» **Task objective**:
Write the records out again in full, word for word.

[Extracted data entries]
Start of Block
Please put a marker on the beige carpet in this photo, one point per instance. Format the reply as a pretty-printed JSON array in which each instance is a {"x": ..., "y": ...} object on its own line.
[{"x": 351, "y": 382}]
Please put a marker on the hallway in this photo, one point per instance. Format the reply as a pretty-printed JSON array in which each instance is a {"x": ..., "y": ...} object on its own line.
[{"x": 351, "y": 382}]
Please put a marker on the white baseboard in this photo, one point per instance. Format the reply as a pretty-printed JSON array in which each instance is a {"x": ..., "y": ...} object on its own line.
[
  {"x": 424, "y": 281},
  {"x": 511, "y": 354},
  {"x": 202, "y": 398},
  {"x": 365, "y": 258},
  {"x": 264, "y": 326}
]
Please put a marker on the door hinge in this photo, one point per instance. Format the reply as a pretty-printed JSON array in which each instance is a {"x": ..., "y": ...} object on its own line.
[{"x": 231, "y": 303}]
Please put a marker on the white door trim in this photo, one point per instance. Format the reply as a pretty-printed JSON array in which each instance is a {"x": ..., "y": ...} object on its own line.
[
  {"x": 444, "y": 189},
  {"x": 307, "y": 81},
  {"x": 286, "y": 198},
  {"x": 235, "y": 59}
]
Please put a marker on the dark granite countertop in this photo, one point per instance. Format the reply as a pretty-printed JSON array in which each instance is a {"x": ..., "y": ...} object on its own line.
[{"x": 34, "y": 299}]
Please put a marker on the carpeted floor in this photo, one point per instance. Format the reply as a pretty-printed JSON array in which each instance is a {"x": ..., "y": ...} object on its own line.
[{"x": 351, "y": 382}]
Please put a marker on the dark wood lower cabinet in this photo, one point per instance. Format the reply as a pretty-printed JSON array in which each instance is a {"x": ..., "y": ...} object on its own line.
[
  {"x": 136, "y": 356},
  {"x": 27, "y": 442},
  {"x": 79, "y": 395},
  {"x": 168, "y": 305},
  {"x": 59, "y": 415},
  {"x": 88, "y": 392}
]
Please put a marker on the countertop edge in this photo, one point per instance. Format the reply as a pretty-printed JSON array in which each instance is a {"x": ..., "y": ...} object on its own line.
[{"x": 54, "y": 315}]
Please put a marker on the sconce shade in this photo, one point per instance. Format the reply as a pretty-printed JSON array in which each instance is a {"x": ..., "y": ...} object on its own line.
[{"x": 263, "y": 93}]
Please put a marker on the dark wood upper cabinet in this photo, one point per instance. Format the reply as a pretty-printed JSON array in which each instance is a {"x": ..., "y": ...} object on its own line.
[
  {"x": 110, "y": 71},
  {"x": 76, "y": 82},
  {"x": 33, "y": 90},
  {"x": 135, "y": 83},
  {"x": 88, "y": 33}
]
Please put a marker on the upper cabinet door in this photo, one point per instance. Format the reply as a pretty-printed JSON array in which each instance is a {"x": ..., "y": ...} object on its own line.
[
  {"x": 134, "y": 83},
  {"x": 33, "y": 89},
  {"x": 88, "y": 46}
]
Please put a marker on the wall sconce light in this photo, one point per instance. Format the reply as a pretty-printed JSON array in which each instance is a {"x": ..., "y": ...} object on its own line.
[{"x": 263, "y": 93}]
End of Block
» **Solved exercise**:
Please put a marker on the beige carpet in this photo, one point per instance. Format the reply as a pretty-printed JSON array in which each instance is a {"x": ..., "y": ...} object on its own line.
[{"x": 351, "y": 382}]
Please put a marker on the hallway in this photo, one point per instance. Format the reply as a pretty-printed JSON array in which each instance is a {"x": ..., "y": ...} object on its own line.
[{"x": 351, "y": 382}]
Please put a marker on the white baseboard in this photo, one point per instance. Format the reply as a pretty-printed JSON array in which each instance is a {"x": ..., "y": ...} object on its own line.
[
  {"x": 424, "y": 281},
  {"x": 511, "y": 354},
  {"x": 202, "y": 398},
  {"x": 365, "y": 258},
  {"x": 264, "y": 326}
]
Please put a marker on the door hinge in this photo, one point per instance. Format the reply as a pretty-printed JSON array in which each instance is a {"x": ..., "y": ...} object on its own line.
[{"x": 231, "y": 303}]
Please put a marker on the white door trim in this photo, one point per instance. Format the reply as a pretty-printed JSON array in which each instance is a {"x": ..., "y": ...} object on its own line.
[
  {"x": 444, "y": 189},
  {"x": 307, "y": 81},
  {"x": 286, "y": 198},
  {"x": 235, "y": 59}
]
Please put a marker on the dark granite countertop in this photo, one point per instance. Format the reply as a pretty-printed JSON array in which each instance is a {"x": ..., "y": ...} object on its own line.
[{"x": 34, "y": 299}]
Please put a marker on the carpeted floor in this photo, one point per instance. Format the reply as a pretty-printed JSON array in which each instance is a {"x": ..., "y": ...} object on its own line.
[{"x": 351, "y": 382}]
Please put a marker on the dark wood lower cabinet in this photo, one point per instance. Format the reply as a pretty-printed JSON array in which each instance is a {"x": ..., "y": ...} object on its own line.
[
  {"x": 136, "y": 356},
  {"x": 27, "y": 442},
  {"x": 79, "y": 395},
  {"x": 168, "y": 305},
  {"x": 59, "y": 415},
  {"x": 88, "y": 392}
]
Please put a marker on the countertop edge in this photo, one point per instance. Format the reply as a pretty-printed JSON array in which each instance is a {"x": ..., "y": ...} object on its own line.
[{"x": 54, "y": 315}]
Please put a marker on the sconce shade in this photo, one point per instance. Format the reply as a pretty-printed JSON array in which each instance is a {"x": ..., "y": ...} object on its own line.
[{"x": 263, "y": 93}]
Please put a marker on the dark wood upper cabinet in this photo, one point per instance. Format the reply as a pretty-printed JSON array in which each instance is a {"x": ..., "y": ...} object on its own line.
[
  {"x": 110, "y": 71},
  {"x": 76, "y": 82},
  {"x": 33, "y": 90},
  {"x": 135, "y": 83},
  {"x": 88, "y": 33}
]
Please put a marker on the upper cabinet door in this photo, one point per instance. Format the reply as a pretty-printed JSON array in which each instance is a {"x": ..., "y": ...} object on its own line.
[
  {"x": 134, "y": 83},
  {"x": 33, "y": 89},
  {"x": 88, "y": 46}
]
Please put a marker on the wall sconce light in this photo, one point per instance. Format the reply as a pretty-printed JSON array in which each instance is a {"x": ..., "y": ...} object on its own line.
[{"x": 263, "y": 93}]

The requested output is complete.